Requirements
Find each line in the following material that contains the word "dirt", and copy those lines in full.

(begin)

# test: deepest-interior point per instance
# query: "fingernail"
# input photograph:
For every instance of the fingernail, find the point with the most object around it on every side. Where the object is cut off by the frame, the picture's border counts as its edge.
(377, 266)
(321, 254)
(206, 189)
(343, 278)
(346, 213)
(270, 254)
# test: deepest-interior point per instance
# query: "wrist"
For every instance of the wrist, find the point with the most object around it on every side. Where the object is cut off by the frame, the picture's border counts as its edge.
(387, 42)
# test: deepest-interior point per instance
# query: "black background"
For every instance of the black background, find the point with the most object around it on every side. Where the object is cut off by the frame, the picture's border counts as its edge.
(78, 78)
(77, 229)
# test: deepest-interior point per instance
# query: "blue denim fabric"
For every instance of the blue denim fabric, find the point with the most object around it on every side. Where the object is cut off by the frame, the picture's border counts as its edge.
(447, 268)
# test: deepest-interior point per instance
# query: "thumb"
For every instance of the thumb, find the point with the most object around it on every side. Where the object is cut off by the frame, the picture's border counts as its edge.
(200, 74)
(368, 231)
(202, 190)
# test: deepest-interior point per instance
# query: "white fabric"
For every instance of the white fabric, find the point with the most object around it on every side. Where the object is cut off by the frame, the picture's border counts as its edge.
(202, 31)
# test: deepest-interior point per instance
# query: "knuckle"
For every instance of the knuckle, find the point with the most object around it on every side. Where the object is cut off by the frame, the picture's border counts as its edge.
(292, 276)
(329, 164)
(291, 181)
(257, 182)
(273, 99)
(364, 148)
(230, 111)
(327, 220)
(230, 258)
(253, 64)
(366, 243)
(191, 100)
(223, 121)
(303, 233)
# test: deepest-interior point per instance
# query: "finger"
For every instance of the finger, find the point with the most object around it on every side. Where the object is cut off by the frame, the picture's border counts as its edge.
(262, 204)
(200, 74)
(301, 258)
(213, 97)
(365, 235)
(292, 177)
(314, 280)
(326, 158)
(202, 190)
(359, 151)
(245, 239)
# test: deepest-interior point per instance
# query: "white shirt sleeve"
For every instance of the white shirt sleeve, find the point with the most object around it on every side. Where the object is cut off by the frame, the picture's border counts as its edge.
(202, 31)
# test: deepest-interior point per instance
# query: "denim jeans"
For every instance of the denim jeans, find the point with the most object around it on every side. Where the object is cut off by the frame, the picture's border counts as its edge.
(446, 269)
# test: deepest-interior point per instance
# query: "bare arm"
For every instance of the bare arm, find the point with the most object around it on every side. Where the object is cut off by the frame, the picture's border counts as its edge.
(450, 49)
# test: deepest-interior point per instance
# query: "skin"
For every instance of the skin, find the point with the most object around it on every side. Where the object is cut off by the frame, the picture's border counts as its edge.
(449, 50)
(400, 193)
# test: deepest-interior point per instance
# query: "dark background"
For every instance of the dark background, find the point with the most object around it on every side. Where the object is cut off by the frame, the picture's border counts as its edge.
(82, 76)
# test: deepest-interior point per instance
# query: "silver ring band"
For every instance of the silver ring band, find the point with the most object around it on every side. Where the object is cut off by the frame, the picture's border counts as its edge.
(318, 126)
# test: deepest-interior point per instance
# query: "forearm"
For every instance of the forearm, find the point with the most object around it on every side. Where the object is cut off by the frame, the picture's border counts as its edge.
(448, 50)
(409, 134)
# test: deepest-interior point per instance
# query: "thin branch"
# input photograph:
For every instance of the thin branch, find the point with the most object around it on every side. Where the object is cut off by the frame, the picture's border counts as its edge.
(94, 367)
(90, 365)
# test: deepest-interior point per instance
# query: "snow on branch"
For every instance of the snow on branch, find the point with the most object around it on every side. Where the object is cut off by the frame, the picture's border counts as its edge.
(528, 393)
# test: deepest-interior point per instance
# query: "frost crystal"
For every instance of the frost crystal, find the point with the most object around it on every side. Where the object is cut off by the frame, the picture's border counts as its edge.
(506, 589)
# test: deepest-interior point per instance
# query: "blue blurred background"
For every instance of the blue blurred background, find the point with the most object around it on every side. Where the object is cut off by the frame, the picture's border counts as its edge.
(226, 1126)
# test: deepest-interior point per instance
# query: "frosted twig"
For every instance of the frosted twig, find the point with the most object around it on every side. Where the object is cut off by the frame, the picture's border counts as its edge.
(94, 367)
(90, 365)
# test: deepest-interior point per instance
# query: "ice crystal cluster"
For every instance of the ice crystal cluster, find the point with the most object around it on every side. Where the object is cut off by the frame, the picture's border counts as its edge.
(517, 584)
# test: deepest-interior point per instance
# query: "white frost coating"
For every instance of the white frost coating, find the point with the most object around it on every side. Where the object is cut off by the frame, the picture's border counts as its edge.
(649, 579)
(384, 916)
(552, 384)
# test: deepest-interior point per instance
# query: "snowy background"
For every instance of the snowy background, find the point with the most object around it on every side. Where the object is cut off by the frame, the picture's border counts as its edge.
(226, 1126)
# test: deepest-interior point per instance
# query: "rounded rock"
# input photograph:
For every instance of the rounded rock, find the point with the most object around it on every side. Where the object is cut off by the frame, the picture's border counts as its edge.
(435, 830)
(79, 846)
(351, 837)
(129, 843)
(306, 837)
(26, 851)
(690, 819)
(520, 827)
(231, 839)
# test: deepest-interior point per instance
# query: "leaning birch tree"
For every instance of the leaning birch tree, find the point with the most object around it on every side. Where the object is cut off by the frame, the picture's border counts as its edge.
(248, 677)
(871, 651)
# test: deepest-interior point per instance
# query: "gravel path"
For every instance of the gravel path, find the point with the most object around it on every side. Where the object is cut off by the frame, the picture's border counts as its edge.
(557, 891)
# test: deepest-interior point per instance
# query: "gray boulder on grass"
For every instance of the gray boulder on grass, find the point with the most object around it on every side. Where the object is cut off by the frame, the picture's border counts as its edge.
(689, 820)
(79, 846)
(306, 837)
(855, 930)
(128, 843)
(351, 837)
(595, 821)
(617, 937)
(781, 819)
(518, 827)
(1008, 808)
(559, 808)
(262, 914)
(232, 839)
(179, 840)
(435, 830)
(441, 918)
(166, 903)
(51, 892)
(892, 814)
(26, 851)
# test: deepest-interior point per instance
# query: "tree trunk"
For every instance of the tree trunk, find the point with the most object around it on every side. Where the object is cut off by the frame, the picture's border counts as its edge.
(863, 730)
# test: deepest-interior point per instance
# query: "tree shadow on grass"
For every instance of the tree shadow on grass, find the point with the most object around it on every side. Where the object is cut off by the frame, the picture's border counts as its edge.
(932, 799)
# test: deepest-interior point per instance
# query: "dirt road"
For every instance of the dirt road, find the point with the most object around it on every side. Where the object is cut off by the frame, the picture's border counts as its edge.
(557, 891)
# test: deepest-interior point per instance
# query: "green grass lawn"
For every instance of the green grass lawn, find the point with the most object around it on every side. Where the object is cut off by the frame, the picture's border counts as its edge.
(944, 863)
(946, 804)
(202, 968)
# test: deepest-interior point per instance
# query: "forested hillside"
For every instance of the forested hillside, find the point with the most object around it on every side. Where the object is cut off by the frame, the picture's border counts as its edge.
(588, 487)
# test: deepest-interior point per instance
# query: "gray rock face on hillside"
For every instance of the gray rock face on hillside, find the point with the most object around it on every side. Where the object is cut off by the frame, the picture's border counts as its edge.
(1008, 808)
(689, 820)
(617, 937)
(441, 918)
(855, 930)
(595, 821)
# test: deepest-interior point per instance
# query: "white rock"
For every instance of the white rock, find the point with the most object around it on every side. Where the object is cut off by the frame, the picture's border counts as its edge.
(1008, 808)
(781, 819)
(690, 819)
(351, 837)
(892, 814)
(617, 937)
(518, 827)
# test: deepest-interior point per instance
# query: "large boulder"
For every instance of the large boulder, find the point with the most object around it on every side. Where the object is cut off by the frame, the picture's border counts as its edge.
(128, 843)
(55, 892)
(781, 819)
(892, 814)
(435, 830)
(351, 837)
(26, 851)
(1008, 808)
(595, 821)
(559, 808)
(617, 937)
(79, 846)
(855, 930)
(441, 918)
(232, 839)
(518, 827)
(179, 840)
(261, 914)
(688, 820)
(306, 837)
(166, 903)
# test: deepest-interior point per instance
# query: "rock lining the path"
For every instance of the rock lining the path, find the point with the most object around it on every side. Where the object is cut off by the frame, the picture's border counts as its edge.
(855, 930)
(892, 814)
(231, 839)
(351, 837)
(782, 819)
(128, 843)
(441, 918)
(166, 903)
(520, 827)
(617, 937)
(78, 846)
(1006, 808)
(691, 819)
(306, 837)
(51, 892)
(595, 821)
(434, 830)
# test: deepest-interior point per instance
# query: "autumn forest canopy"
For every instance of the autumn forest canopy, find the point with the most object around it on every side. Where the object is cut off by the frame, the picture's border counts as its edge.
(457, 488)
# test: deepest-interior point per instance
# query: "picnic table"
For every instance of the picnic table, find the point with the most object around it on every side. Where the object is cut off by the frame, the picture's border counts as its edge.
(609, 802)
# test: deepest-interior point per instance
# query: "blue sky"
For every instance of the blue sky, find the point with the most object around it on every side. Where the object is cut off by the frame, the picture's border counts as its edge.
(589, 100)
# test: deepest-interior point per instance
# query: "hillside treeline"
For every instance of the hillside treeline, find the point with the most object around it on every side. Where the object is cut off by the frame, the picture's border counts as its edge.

(end)

Expected answer
# query: "dirt road"
For every instance of the dirt road, find the point with the most object around it on every side. Where the object is cut off by the frame, the picture's border counts as its edge.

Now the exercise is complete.